WHAT IS BEING ASKED>
Reproduce the entries exactly.

DATA ENTRIES>
==============================
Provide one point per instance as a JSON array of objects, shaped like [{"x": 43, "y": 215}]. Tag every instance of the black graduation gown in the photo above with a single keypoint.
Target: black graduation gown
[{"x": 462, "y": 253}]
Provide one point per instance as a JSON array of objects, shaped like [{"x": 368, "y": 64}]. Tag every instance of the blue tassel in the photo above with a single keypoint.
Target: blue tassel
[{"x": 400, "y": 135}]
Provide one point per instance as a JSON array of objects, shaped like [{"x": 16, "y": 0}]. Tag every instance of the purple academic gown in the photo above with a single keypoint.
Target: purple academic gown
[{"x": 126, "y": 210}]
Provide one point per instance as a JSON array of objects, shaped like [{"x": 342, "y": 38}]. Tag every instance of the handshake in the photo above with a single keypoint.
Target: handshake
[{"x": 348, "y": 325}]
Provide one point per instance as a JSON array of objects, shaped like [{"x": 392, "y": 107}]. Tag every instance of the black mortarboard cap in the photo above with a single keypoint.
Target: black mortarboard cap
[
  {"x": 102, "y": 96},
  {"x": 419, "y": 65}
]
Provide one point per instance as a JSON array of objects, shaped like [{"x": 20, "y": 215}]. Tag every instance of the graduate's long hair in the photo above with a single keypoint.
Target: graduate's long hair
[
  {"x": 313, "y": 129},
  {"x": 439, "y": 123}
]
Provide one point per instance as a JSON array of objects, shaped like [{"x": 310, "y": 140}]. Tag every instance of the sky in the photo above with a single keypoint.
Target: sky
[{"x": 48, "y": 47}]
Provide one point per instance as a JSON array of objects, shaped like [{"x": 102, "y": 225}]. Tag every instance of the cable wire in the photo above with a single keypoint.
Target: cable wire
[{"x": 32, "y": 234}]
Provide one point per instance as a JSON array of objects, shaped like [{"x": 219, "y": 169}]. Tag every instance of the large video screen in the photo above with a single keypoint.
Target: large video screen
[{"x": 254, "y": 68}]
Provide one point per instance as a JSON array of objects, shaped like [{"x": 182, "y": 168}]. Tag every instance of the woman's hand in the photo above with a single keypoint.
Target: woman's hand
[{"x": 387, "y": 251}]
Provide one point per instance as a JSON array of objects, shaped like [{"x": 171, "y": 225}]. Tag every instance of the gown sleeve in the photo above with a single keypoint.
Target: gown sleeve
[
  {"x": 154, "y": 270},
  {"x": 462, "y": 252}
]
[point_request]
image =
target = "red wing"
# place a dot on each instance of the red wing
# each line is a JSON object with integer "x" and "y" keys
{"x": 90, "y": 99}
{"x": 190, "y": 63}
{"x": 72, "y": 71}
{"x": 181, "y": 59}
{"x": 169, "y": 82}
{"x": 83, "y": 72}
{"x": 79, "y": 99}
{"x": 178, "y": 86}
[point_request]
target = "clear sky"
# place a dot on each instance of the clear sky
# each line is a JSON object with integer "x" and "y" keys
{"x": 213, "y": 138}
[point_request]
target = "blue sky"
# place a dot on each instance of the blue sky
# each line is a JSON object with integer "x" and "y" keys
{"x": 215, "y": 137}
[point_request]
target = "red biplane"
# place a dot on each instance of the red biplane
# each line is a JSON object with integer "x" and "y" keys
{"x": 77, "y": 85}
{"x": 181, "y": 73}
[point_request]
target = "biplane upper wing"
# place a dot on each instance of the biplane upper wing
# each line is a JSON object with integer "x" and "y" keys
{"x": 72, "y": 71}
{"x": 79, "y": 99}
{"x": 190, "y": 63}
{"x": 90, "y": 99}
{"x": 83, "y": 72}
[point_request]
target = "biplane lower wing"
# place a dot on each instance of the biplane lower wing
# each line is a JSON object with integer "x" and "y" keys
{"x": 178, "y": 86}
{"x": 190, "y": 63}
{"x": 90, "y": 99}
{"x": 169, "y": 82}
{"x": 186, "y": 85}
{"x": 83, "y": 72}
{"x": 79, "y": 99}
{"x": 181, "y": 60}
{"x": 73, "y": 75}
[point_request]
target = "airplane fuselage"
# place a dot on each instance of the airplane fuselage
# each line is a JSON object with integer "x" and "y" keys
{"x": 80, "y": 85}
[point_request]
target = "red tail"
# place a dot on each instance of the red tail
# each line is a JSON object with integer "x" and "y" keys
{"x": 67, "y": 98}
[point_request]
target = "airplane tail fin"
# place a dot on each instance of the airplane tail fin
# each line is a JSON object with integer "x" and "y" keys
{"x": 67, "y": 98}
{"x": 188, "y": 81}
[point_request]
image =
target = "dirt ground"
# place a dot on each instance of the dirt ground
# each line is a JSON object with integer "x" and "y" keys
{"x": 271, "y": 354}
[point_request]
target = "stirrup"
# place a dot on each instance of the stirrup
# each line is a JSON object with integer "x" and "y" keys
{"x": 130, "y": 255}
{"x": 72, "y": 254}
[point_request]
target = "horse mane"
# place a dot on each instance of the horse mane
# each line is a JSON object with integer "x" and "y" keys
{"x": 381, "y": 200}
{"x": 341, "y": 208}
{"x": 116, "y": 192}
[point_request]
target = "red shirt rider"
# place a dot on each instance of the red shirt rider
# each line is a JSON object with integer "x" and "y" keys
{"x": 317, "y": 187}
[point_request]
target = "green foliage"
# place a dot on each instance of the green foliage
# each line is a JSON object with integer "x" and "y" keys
==============================
WRITTEN SOLUTION>
Provide one point per instance as a JSON array of objects, shaped like [{"x": 43, "y": 215}]. Tag every instance of the black graduation gown in the photo above with a single keypoint.
Target: black graduation gown
[{"x": 462, "y": 253}]
Provide one point per instance as a JSON array of objects, shaped like [{"x": 368, "y": 64}]. Tag every instance of the blue tassel in the photo above with a single keypoint.
Target: blue tassel
[{"x": 400, "y": 135}]
Provide one point per instance as a JSON array of objects, shaped like [{"x": 16, "y": 0}]. Tag every instance of the purple academic gown in the photo above with a single keypoint.
Target: purple academic gown
[{"x": 126, "y": 210}]
Provide one point per instance as a JSON array of objects, shaped like [{"x": 342, "y": 38}]. Tag every instance of the handshake in the photo above with a single keypoint.
Target: handshake
[{"x": 348, "y": 325}]
Provide one point per instance as a JSON array of objects, shaped like [{"x": 392, "y": 107}]. Tag every instance of the black mortarboard cap in the photo above with a single keypoint.
Target: black mortarboard cap
[
  {"x": 102, "y": 96},
  {"x": 419, "y": 65}
]
Provide one point per instance as a JSON array of objects, shaped like [{"x": 20, "y": 215}]. Tag every instance of the graduate's long hair in the photo above with a single keypoint.
Target: graduate's long hair
[
  {"x": 313, "y": 129},
  {"x": 439, "y": 123}
]
Provide one point per instance as a JSON array of objects, shaped like [{"x": 310, "y": 140}]. Tag every instance of the sky in the photo above with a single keypoint.
Target: sky
[{"x": 48, "y": 47}]
Provide one point per instance as a JSON array of objects, shaped like [{"x": 102, "y": 225}]. Tag every instance of the cable wire in the photo above with a single keypoint.
Target: cable wire
[{"x": 32, "y": 234}]
Provide one point per instance as a JSON array of objects, shaped like [{"x": 219, "y": 169}]. Tag every instance of the large video screen in the photo above with a single keypoint.
Target: large video screen
[{"x": 254, "y": 68}]
Provide one point per instance as a JSON array of objects, shaped like [{"x": 182, "y": 168}]. Tag every instance of the woman's hand in the photo above with a single keypoint.
Target: woman's hand
[{"x": 387, "y": 251}]
Provide one point per instance as a JSON array of objects, shaped like [{"x": 171, "y": 225}]. Tag every instance of the gown sleeve in the photo above with a single keypoint.
Target: gown sleeve
[
  {"x": 154, "y": 270},
  {"x": 462, "y": 252}
]
[point_request]
image =
target = "red wing"
# place a dot on each instance of the red wing
# each line is a JSON object with integer "x" and "y" keys
{"x": 90, "y": 99}
{"x": 190, "y": 63}
{"x": 72, "y": 71}
{"x": 181, "y": 59}
{"x": 169, "y": 82}
{"x": 83, "y": 72}
{"x": 79, "y": 99}
{"x": 178, "y": 86}
[point_request]
target = "clear sky"
# place a dot on each instance of the clear sky
# each line is a JSON object with integer "x" and "y" keys
{"x": 213, "y": 138}
[point_request]
target = "blue sky"
# place a dot on each instance of the blue sky
# each line is a JSON object with integer "x" and "y" keys
{"x": 215, "y": 137}
[point_request]
target = "red biplane"
# place a dot on each instance of the red biplane
# each line is a JSON object with integer "x" and "y" keys
{"x": 77, "y": 85}
{"x": 181, "y": 73}
[point_request]
target = "biplane upper wing"
# place a dot on each instance of the biplane upper wing
# each line is a JSON object with integer "x" and "y" keys
{"x": 72, "y": 71}
{"x": 79, "y": 99}
{"x": 190, "y": 63}
{"x": 90, "y": 99}
{"x": 83, "y": 72}
[point_request]
target = "biplane lower wing"
# place a dot on each instance of the biplane lower wing
# each line is a JSON object with integer "x" and "y" keys
{"x": 178, "y": 86}
{"x": 190, "y": 63}
{"x": 90, "y": 99}
{"x": 169, "y": 82}
{"x": 186, "y": 85}
{"x": 83, "y": 72}
{"x": 79, "y": 99}
{"x": 181, "y": 60}
{"x": 73, "y": 75}
[point_request]
target = "airplane fuselage"
# place a dot on each instance of the airplane fuselage
# each line is a JSON object with integer "x" and "y" keys
{"x": 80, "y": 85}
[point_request]
target = "red tail"
# place a dot on each instance of the red tail
# each line is a JSON object with integer "x" and "y" keys
{"x": 67, "y": 98}
[point_request]
target = "airplane tail fin"
# place a dot on each instance of the airplane tail fin
# each line is a JSON object with integer "x" and "y" keys
{"x": 67, "y": 98}
{"x": 188, "y": 81}
[point_request]
image =
target = "dirt ground"
# place a dot on each instance of the dirt ground
# each line is a JSON object with integer "x" and "y" keys
{"x": 271, "y": 354}
[point_request]
target = "stirrup"
# place a dot on each instance of the stirrup
# each line is a JSON object with integer "x" and "y" keys
{"x": 130, "y": 255}
{"x": 72, "y": 254}
[point_request]
target = "horse mane"
# place a dot on each instance of the horse mane
# each line is a JSON object with integer "x" and "y" keys
{"x": 381, "y": 200}
{"x": 341, "y": 208}
{"x": 116, "y": 192}
[point_request]
target = "red shirt rider"
# place a dot on each instance of the red shirt rider
# each line is a JSON object with integer "x" and "y" keys
{"x": 317, "y": 187}
[point_request]
target = "green foliage"
# place a dot on each instance of the green foliage
# each line is a JSON object with integer "x" and "y" keys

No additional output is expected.